## WHAT IS BEING ASKED:
Every line of the records below that has the word "canopy" should be copied.

## RECORDS PROVIDED:

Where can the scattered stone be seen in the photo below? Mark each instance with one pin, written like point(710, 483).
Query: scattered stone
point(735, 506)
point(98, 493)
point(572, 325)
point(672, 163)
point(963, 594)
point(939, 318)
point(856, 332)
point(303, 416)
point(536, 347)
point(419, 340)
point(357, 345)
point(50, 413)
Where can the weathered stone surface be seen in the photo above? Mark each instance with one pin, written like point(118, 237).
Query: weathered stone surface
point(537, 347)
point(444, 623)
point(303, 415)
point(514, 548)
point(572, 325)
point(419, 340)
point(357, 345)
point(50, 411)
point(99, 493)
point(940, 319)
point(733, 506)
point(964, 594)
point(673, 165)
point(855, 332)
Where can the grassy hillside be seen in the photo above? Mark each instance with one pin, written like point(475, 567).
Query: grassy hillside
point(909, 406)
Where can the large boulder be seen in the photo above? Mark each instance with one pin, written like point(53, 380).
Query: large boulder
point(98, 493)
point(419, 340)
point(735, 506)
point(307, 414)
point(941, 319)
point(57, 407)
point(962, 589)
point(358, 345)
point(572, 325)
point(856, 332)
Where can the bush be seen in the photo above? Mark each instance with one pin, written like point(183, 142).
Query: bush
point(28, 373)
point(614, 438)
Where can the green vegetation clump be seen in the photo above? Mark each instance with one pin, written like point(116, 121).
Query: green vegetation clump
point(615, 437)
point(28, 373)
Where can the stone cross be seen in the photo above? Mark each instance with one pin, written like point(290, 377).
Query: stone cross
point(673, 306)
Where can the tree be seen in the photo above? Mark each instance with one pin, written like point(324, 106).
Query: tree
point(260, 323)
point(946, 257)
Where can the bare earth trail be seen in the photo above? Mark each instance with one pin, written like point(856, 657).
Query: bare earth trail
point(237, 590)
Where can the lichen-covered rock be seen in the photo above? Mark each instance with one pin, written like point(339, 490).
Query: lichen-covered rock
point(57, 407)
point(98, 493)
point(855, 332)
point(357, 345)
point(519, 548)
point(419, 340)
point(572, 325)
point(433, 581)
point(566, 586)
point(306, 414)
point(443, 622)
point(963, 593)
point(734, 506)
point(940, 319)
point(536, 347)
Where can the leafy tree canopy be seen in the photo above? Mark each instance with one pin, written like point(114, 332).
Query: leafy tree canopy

## WRITTEN ANSWER:
Where can the leafy tree canopy be seen in the photo above? Mark each instance with one pin, written like point(114, 332).
Query: leafy tree canopy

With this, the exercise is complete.